[Opening RECORDS FOR PROCESSING section]

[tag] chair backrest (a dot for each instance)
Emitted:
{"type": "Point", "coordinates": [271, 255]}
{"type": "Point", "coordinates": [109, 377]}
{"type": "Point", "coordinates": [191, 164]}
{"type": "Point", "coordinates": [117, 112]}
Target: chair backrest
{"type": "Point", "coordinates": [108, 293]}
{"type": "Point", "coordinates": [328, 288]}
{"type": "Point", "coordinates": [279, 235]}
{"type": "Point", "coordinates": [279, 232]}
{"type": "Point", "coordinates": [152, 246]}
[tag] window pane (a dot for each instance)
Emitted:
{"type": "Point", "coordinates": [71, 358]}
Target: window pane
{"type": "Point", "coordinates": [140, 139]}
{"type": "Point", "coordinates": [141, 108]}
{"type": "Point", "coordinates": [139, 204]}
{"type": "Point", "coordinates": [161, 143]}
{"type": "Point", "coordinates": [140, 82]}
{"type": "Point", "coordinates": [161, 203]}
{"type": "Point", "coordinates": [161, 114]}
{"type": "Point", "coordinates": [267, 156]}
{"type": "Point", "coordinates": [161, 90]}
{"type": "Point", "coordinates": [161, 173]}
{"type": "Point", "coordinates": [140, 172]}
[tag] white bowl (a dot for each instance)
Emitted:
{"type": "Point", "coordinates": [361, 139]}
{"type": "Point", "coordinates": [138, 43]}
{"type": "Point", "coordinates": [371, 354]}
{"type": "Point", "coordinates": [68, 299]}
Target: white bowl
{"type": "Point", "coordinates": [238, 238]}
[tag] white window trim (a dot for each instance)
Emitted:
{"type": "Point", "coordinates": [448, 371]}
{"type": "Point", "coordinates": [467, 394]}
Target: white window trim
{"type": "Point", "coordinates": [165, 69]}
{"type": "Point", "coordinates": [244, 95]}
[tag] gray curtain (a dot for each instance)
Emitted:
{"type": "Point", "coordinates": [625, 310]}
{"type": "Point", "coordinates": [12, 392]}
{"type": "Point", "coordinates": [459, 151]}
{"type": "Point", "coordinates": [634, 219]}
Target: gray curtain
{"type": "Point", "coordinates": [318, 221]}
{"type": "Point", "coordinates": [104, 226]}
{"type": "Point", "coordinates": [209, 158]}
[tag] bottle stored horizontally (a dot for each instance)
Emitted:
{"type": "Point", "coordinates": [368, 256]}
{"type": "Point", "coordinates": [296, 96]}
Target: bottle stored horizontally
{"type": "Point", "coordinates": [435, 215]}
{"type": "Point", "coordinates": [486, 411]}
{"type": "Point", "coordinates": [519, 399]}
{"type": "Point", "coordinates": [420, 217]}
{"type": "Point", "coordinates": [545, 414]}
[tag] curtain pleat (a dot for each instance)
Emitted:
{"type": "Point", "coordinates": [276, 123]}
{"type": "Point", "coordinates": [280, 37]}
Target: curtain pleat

[Closing RECORDS FOR PROCESSING section]

__WHAT YOU HAVE TO DO__: The answer must be every line from the records above that contains "each".

__OUTPUT FOR THIS TASK__:
[tag] chair backrest (a dot for each instance)
[tag] window pane (a dot for each instance)
[tag] white bowl (a dot for each instance)
[tag] white window trim (a dot for each instance)
[tag] gray curtain (a dot for each instance)
[tag] bottle stored horizontally (a dot for each instance)
[tag] curtain pleat (a dot for each instance)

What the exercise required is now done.